— Start RECORDED DATA —
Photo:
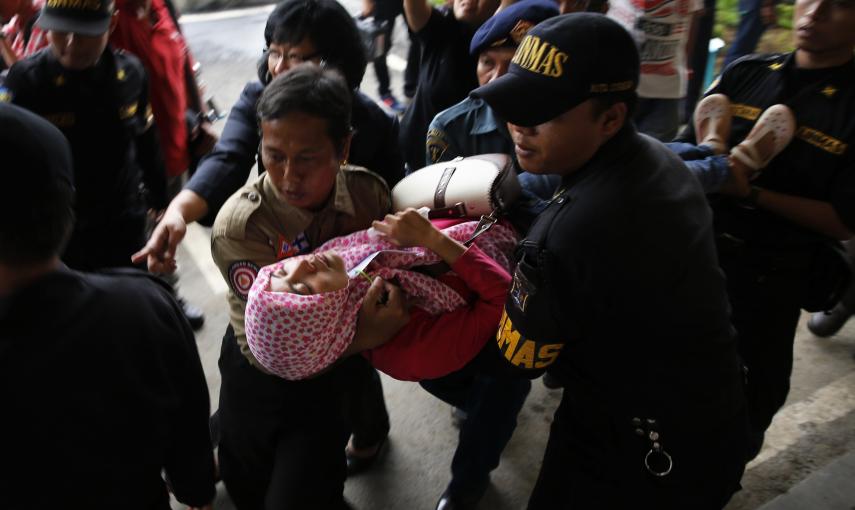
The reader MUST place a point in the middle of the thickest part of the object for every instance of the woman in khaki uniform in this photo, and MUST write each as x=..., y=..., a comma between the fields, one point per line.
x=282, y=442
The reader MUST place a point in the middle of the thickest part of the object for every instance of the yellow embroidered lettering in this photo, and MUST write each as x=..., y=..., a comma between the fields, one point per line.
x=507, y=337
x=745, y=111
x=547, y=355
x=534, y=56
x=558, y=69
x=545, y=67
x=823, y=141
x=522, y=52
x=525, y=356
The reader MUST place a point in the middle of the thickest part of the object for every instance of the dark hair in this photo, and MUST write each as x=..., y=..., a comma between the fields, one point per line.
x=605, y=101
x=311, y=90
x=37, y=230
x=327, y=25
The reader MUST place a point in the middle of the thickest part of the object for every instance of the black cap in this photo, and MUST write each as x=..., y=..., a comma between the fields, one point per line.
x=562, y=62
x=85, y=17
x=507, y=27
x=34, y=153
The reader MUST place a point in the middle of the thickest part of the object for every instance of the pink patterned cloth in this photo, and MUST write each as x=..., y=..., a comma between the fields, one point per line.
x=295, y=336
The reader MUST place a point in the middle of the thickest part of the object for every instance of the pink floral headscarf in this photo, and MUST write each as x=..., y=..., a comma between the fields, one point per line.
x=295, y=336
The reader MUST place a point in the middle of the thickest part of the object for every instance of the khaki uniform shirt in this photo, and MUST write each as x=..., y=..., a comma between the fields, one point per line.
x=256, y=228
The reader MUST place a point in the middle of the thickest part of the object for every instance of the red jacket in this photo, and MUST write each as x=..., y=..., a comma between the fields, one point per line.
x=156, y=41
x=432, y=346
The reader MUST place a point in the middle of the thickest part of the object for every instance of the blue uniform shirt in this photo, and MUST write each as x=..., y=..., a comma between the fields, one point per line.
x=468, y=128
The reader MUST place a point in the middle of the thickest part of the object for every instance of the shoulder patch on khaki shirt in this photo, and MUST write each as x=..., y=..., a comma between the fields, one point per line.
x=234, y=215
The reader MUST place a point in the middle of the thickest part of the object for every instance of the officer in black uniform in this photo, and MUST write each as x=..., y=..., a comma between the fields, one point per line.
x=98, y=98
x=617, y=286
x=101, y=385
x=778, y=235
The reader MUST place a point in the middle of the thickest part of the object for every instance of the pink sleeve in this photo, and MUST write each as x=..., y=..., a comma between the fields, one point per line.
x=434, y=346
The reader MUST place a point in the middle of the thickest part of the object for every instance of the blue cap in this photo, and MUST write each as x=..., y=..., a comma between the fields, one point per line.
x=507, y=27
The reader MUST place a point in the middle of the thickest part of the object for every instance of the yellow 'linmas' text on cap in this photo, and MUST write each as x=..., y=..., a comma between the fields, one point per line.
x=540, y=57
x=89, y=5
— End RECORDED DATA —
» **INSTRUCTIONS TO FOLLOW**: Give the rows above, from the line with "the pink sleeve" through the end, as a two-column CSV with the header text,answer. Each row takes one CSV line, with each field in double quotes and any line breaks in it replaced by spaces.

» **RIGHT ANSWER**:
text,answer
"The reader MUST place a point in the middle of the thickest part of the object for every instance of the pink sleeve in this photo, and MUST write each as x=..., y=..., a comma between the fields, one point per line.","x=434, y=346"
"The reader MUST place a point in the middle of the thickest part of the object for every instance of the blue cap in this photo, and MUST write each as x=..., y=..., a comma between the fields, one point per line.","x=507, y=27"
"The reader MUST place a point in the middle of the thickest part of the object for every instance of the yellow 'linmas' text on cap in this photo, and MUST write each as x=..., y=..., a comma between the fields, one point per line.","x=540, y=57 x=89, y=5"